* [Exercise objective]: Please gather every line of the material below that contains the word "grass" and copy each one in full. Case counts.

Dataset records on object locations:
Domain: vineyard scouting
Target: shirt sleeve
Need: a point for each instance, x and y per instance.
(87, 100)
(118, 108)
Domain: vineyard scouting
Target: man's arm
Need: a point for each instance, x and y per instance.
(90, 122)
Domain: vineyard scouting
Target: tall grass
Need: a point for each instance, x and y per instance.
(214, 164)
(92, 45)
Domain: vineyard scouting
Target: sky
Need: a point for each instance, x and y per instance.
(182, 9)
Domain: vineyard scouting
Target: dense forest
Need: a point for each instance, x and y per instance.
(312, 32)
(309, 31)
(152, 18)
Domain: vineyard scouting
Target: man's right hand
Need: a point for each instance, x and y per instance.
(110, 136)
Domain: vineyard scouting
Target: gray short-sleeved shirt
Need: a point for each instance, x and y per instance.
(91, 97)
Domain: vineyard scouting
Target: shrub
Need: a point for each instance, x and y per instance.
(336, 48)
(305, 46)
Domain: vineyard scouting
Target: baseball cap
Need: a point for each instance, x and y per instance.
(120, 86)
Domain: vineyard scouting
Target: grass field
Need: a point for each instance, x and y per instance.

* * *

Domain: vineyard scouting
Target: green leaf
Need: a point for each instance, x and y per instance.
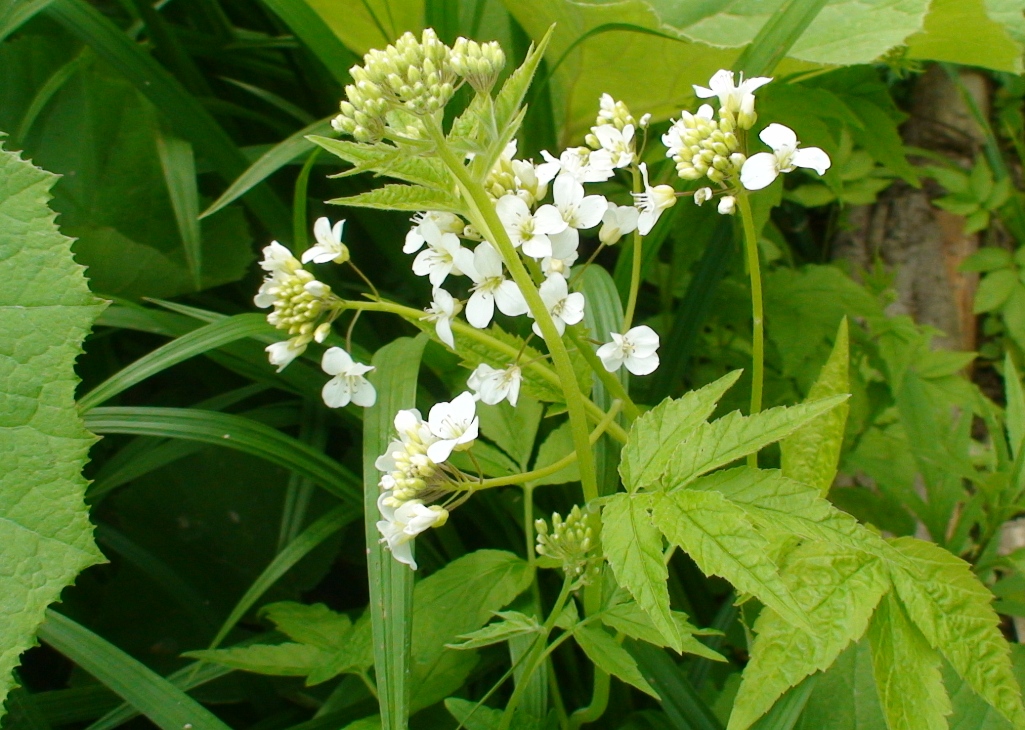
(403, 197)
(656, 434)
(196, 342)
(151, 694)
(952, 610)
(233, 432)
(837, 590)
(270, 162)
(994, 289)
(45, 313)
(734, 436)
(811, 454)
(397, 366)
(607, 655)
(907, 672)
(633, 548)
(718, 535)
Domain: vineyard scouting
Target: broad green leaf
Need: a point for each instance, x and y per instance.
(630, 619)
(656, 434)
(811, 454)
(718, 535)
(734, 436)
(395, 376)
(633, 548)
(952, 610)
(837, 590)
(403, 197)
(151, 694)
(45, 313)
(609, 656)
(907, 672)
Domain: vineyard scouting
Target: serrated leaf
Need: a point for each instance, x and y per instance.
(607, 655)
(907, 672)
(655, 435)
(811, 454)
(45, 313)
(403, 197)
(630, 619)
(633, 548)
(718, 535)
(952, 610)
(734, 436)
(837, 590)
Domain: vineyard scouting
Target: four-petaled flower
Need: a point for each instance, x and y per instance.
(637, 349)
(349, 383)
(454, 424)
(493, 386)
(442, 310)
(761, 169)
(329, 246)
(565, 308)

* [Correct output]:
Target: tall grass
Target: grass field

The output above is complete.